## WHAT YOU WILL DO
Find the line containing "Query: vertical metal column". Retype it and every line after it through the end of the entries, exactly as written, with nothing added.

________________________________________

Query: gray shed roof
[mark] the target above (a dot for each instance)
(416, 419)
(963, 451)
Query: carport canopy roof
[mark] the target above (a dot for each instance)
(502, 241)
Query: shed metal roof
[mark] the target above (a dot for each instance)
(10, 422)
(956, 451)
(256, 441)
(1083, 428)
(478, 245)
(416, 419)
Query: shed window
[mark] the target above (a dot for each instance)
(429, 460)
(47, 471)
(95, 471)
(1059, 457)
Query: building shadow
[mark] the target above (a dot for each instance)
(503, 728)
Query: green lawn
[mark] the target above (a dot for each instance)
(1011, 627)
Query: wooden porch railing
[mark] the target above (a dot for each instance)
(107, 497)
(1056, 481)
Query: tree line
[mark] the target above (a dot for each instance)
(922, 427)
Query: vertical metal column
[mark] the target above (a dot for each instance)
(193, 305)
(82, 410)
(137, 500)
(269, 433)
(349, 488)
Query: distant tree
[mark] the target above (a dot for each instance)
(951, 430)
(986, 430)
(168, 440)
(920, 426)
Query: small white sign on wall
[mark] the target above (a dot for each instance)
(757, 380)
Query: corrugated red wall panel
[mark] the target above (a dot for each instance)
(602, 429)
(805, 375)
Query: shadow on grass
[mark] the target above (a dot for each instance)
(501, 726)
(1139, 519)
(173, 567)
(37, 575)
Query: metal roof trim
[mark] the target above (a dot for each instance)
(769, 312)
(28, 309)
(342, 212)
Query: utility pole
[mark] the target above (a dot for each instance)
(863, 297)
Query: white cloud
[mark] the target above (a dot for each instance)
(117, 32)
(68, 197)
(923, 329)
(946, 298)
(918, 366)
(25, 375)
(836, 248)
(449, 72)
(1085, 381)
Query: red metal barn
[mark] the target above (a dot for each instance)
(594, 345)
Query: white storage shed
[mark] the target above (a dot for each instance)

________________________________________

## TASK SOLUTION
Query: vertical metal column
[mark] the target above (a dot for each instance)
(193, 305)
(82, 410)
(137, 500)
(269, 433)
(349, 488)
Query: distant tree
[mark] the target above (a dot for each instance)
(951, 430)
(986, 430)
(168, 440)
(920, 426)
Query: small white sign on wall
[mark] the target above (a dot for each instance)
(757, 380)
Query: corrugated red wall panel
[mark] the target above (a dot for each instance)
(602, 429)
(805, 375)
Query: shadow on grass
[mark] the target above (a dot for each instance)
(501, 726)
(1139, 519)
(173, 567)
(37, 575)
Query: metal roof trim
[mark] the target above (a dot for each instance)
(769, 312)
(28, 309)
(342, 212)
Query: utility pole
[mark] the target above (a dot for each instance)
(863, 297)
Query: white cloud
[mark] the target above (a dot for each instance)
(117, 32)
(68, 197)
(923, 329)
(946, 298)
(918, 366)
(25, 375)
(836, 248)
(449, 72)
(1085, 381)
Query: red metal barn
[mark] the target above (a dot for each instance)
(594, 345)
Query: white storage shed
[mark] the target above (a dot for each instance)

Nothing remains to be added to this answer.